| Task 1 |
According to the frontier safety theme, which decisions should the evidence support?
| Task 2 |
From the frontier safety theme, output the passage that begins with the words containing "## Concepts And" and ends with "and evaluation awareness.".

| Selected text |

---
name: tai-theme-frontier-safety-containment-and-deception
description: 'Use the Testing AI theme Frontier Safety, Containment, and Deception to plan, review, or teach related AI quality work. Applies concepts and techniques from the book to testing AI, AI-generated software, and non-deterministic systems when relevant.'
---

# Frontier Safety, Containment, and Deception

Skill name: `tai-theme-frontier-safety-containment-and-deception`

Based on **Testing AI: Engineering Confidence in AI Systems** by **Jason Arbon**.

## Theme Purpose

Use these approaches when testing hazardous capabilities, containment, manipulation, deception, evaluation awareness, and systems that may exceed human evaluator capability.

Apply these concepts when testing AI, AI-generated software, model-backed features, agents, search, chatbots, RAG systems, generated code, dynamic interfaces, or other software whose behavior can vary across runs, users, data, tools, or time.

## How To Use This Theme

- Identify the behavior, capability, risk, or release decision being evaluated.
- Choose the relevant concepts below and turn them into concrete eval cases, samples, traces, checks, rubrics, metrics, or release gates.
- Prefer evidence that supports a decision: ship, canary, hold, rollback, or collect more samples.
- Report by slices and severe failures when averages hide risk.
- Preserve enough evidence that another person or agent can understand what was tested, how it was measured, and why the recommendation follows.

## Concepts And Techniques To Apply

- Test hazardous capabilities, containment, sandbox escape, manipulation, persuasion, deception, scheming, and evaluation awareness.
- Use concrete safety benchmarks and red-team suites where appropriate, but inspect their scope and limitations.
- Test whether systems can fail safely, remain contained, respect capability boundaries, and avoid hidden goal pursuit.
- Assume future evaluators may be testing systems more capable than themselves; use layered, independent, adversarial evidence.

## Reporting Guidance

- State what was tested and what population the evidence represents.
- Explain uncertainty, missing coverage, severe failures, and known blind spots.
- Connect findings to a concrete decision or next action.
- Use topic-specific chapter skills only when deeper detail is needed; this theme skill should stand alone as practical guidance.

(Data for pointing from referring expressions)
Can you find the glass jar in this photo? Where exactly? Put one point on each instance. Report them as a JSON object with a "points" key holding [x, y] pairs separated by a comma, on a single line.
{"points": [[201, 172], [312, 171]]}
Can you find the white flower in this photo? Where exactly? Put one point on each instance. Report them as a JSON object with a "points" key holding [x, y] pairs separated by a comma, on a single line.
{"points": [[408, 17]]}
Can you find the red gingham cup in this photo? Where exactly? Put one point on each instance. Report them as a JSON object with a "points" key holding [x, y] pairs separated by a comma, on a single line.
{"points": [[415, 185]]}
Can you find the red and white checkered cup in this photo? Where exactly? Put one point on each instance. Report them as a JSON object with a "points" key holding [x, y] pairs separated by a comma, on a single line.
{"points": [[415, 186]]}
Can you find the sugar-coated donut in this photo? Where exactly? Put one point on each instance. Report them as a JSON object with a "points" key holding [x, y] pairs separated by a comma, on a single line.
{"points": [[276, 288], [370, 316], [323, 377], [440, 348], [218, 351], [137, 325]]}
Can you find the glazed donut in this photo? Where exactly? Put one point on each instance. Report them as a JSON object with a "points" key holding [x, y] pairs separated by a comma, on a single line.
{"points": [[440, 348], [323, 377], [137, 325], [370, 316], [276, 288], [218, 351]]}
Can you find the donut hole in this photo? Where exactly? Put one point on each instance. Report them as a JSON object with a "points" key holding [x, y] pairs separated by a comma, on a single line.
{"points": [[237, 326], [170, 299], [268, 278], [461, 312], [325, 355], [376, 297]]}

| Response box 1 |
Ship, canary, hold, rollback, or collect more samples.

| Response box 2 |
## Concepts And Techniques To Apply

- Test hazardous capabilities, containment, sandbox escape, manipulation, persuasion, deception, scheming, and evaluation awareness.